(Entries excerpted from a collection)
# # #

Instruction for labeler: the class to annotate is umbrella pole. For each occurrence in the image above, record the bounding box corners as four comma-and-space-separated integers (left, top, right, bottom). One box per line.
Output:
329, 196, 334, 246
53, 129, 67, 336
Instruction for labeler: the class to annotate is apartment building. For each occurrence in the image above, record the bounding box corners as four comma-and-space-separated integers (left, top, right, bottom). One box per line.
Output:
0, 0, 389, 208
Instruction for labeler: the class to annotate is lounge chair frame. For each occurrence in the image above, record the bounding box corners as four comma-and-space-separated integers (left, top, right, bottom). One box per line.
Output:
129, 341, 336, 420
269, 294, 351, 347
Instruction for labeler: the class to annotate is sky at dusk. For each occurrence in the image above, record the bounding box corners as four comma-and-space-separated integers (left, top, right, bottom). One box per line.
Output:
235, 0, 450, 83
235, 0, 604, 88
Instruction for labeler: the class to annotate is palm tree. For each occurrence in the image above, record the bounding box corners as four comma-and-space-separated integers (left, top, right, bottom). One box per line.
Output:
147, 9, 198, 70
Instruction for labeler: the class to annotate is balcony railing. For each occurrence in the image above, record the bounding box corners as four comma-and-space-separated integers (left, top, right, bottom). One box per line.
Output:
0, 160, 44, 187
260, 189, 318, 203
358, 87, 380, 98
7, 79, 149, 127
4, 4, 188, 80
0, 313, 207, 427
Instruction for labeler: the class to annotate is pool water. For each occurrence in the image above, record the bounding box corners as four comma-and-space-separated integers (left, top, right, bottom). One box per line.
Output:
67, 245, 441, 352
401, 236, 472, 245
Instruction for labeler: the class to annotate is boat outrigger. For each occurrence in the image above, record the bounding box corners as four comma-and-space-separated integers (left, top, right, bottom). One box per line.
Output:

# # #

Stated task: Update the entries above by putting "Directions for annotator" wherever "Instruction for labeler" appears, leaving everything else unchanged.

Final result:
Directions for annotator: the class to annotate is umbrella pole. For each occurrence in the image above, record the bounding box corners as four comma-and-space-separated integers (left, top, right, bottom). One box per line.
Output:
329, 196, 334, 246
53, 129, 67, 336
Directions for annotator: the class to annotate is apartment building. For each occurrence in the image above, record the bounding box corners as four comma-and-space-separated integers (left, top, right, bottom). One box per line.
Output:
0, 0, 389, 208
Directions for annotator: the class to annotate is lounge chair frame. For each occurrence in the image above, record the bounding box corners as four comma-and-space-separated integers (left, top, right, bottom). One box per line.
Output:
129, 341, 336, 420
269, 294, 351, 347
Directions for annotator: the class to annotate is sky at dusk. For each occurrence in the image above, record the bounding box corners as four comma-and-space-separated integers (left, top, right, bottom). One box per line.
Output:
235, 0, 450, 83
235, 0, 604, 88
Directions for annotator: the class to annotate is palm tree. For each occurrence in the image above, record the bounding box corners as four comma-and-space-separated integers (left, top, right, bottom). One box per line.
Output:
147, 9, 198, 70
Directions for annotator: the class to annotate is balcony railing. For each occurrence in the image above, record the bounding box corners as four comma-and-space-separated integers (left, top, right, bottom). One box per line.
Output:
0, 160, 44, 187
260, 189, 318, 203
358, 87, 380, 98
7, 79, 149, 127
4, 4, 188, 80
0, 313, 207, 427
Directions for annotator: the class to annotate is pool water. For each occurrence in the image above, record the bounding box corners as four comma-and-space-separated integers (left, top, right, bottom). One box per line.
Output:
67, 245, 441, 352
401, 236, 472, 245
Directions for annotator: the class to annotate is boat outrigger. For each occurrence in the image above, record the bounding box corners as four comma-and-space-separated integers (left, top, right, bottom). One box per line.
Output:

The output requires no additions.